■ WRITTEN EXERCISE ■
Rewrite everything from the line containing "Where can you find the window" down to the line containing "pixel 342 149" as a CSV with the columns request and answer, putting each text and its answer together in one row. Quote every field and replace line breaks with spaces.

* BEGIN EXERCISE INPUT *

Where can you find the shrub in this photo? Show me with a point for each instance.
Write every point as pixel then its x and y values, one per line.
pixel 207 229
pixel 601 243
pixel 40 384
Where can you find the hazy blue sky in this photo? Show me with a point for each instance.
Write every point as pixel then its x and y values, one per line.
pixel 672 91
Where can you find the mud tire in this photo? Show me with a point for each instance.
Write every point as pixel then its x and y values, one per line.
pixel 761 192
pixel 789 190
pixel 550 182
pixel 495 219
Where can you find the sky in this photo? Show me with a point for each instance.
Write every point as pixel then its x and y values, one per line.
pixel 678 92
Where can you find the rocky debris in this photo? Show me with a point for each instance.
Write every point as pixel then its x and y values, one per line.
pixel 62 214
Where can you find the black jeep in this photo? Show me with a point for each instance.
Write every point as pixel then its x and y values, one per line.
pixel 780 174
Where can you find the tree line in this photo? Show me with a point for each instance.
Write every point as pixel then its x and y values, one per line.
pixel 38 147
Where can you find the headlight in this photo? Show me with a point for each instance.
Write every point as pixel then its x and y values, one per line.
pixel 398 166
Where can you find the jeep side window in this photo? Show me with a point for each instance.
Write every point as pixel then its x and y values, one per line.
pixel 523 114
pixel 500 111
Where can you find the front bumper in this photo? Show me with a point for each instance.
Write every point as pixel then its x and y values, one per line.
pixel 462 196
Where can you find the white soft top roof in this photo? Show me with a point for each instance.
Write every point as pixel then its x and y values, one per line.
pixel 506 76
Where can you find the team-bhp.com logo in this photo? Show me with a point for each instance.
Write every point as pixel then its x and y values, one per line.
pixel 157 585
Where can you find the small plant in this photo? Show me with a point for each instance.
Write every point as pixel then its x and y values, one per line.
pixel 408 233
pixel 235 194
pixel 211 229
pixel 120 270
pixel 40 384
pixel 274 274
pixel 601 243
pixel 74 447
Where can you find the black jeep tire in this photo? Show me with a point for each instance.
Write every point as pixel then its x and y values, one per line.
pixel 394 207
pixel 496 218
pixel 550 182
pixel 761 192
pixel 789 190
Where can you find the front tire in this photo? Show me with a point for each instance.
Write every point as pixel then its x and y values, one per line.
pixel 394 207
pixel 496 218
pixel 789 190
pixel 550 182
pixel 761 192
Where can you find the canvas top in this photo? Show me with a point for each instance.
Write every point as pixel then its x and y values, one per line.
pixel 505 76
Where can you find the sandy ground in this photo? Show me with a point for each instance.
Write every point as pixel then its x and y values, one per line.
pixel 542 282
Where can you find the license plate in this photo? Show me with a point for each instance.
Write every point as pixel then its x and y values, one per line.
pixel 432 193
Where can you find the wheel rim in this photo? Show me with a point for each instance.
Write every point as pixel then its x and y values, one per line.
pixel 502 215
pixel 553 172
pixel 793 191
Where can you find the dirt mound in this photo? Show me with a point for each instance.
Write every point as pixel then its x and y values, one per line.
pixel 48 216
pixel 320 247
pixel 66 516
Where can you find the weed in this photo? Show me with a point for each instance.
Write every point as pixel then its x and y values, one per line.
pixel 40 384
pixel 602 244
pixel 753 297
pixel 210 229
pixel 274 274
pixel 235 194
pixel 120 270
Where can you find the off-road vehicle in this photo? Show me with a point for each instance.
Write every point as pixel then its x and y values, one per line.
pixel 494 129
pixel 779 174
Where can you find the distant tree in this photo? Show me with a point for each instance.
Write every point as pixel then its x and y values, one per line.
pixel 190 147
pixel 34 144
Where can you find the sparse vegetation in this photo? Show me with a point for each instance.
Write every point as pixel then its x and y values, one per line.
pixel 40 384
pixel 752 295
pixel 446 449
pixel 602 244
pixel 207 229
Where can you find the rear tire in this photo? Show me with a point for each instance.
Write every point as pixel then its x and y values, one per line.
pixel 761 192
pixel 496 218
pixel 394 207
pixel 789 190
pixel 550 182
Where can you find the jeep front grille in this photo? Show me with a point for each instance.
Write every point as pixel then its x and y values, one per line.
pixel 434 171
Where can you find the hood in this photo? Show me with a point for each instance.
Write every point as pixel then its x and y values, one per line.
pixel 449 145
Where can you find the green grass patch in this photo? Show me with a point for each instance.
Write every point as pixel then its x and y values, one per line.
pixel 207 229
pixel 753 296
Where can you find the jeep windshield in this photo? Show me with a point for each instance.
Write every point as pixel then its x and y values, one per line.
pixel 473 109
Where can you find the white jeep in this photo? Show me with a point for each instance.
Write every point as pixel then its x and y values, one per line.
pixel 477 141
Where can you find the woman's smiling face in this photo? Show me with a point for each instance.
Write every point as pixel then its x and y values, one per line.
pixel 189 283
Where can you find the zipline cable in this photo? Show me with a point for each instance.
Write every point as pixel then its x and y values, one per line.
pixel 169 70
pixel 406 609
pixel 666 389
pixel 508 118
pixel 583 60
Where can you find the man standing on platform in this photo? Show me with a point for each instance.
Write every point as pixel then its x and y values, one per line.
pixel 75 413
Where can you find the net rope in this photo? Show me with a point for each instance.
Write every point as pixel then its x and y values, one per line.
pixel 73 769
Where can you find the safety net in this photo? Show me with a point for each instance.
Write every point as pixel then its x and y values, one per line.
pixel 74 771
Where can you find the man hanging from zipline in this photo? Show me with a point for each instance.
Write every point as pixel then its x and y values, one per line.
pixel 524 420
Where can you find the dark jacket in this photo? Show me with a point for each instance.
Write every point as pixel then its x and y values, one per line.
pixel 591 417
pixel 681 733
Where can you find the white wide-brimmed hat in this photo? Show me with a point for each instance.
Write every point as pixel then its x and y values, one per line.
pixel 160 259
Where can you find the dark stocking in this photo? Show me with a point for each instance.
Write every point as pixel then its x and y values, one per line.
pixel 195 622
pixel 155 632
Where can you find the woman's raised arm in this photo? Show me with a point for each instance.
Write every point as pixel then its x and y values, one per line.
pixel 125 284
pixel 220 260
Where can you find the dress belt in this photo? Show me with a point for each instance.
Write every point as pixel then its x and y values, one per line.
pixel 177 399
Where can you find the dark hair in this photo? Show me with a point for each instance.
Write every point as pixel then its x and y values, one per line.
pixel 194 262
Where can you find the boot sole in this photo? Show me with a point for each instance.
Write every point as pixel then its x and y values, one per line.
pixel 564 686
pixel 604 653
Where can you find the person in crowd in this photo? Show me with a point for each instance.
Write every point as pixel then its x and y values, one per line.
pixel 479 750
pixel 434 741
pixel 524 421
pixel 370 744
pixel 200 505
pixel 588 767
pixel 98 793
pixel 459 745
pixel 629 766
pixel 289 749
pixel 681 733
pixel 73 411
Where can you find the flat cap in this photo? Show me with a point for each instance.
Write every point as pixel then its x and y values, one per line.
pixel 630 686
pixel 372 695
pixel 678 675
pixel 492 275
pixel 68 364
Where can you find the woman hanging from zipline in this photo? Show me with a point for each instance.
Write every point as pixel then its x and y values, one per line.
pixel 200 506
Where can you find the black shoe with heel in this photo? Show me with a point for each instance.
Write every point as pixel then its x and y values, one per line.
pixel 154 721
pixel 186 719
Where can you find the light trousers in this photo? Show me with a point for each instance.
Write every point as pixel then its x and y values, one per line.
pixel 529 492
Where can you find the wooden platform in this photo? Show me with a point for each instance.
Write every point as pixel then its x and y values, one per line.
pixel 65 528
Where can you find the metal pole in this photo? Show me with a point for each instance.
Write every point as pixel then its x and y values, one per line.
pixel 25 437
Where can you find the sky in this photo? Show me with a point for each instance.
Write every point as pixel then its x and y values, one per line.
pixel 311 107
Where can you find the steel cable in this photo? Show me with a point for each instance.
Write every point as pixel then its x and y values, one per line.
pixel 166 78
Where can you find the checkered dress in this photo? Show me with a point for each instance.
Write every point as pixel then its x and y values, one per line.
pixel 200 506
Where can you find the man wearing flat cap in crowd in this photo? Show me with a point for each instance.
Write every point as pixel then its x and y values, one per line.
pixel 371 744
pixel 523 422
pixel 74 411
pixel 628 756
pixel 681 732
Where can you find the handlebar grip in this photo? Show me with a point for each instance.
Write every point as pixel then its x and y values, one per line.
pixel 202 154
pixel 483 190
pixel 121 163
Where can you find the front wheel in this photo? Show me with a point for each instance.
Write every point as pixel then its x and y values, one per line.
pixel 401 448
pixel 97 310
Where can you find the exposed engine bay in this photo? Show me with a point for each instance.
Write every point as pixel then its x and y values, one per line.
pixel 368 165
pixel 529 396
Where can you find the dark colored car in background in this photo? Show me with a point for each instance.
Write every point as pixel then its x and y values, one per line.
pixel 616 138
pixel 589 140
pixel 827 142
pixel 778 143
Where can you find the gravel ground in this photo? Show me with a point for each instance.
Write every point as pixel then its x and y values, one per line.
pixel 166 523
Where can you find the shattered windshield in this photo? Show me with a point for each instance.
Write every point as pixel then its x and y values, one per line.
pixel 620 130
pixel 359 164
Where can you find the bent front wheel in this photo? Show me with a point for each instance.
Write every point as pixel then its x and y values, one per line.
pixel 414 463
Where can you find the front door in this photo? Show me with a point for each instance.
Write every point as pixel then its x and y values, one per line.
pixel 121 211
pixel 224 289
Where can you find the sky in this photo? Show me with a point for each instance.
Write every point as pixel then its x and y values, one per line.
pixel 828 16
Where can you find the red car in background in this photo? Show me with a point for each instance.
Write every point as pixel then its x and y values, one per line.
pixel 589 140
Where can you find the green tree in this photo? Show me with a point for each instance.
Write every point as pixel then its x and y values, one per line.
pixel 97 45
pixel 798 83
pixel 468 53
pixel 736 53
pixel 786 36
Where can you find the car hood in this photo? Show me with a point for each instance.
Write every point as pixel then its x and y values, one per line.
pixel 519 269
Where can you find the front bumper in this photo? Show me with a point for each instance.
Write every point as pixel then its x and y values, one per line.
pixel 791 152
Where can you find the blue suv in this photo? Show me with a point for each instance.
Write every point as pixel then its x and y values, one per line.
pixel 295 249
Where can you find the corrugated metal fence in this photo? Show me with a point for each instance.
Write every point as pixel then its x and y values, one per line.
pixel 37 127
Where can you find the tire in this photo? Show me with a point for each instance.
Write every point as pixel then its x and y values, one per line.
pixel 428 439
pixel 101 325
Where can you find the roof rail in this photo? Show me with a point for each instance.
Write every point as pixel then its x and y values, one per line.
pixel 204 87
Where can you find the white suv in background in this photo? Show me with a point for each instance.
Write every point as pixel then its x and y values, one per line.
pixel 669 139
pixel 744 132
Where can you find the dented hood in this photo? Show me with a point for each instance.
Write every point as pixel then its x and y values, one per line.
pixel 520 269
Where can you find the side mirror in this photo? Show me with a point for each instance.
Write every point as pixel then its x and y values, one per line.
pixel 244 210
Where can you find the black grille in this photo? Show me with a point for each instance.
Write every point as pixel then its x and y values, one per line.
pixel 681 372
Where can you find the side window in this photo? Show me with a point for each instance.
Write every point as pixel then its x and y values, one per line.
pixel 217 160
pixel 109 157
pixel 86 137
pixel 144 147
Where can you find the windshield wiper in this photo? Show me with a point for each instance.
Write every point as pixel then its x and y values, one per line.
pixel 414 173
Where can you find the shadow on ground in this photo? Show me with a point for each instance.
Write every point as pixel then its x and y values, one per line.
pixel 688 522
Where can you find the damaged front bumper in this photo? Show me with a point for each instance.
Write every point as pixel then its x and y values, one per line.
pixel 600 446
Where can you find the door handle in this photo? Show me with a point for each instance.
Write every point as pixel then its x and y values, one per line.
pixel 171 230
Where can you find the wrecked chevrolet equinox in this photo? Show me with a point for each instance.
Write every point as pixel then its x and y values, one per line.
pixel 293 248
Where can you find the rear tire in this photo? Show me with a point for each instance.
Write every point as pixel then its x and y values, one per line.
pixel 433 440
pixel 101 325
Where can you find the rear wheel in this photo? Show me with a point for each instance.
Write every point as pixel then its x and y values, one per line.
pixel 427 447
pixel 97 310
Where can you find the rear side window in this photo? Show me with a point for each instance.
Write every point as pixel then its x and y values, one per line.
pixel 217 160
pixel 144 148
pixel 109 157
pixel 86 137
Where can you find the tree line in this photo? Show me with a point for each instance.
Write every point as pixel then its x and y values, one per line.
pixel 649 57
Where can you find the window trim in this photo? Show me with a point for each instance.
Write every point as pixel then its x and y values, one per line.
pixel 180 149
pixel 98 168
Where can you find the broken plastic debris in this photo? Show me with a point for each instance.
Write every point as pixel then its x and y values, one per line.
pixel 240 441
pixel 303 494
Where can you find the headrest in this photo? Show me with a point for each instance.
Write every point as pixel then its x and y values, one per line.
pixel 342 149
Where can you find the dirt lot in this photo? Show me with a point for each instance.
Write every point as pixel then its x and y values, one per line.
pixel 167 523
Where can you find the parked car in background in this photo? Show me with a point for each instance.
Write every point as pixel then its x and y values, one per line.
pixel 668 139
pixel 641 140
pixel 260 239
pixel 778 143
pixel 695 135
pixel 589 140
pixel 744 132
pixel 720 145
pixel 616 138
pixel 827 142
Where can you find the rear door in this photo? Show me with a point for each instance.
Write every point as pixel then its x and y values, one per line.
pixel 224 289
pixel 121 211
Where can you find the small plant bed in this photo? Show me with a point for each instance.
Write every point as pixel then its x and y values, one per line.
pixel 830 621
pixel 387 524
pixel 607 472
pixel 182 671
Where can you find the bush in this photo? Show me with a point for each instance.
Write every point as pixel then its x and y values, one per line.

* END EXERCISE INPUT *

■ TASK ANSWER ■
request,answer
"Where can you find the window trim in this photo? Show me with a point for each instance. Write every point as pixel then its x and y values, one per line.","pixel 180 149 pixel 98 168"
"Where can you find the broken plastic debris in this photo? Show me with a point for each instance. Write every point as pixel then its x and y values, one per line.","pixel 240 441 pixel 303 494"
"Where can you find the headrest in this photo? Show me with a point for each instance. Write every point as pixel then its x and y values, one per line.","pixel 342 149"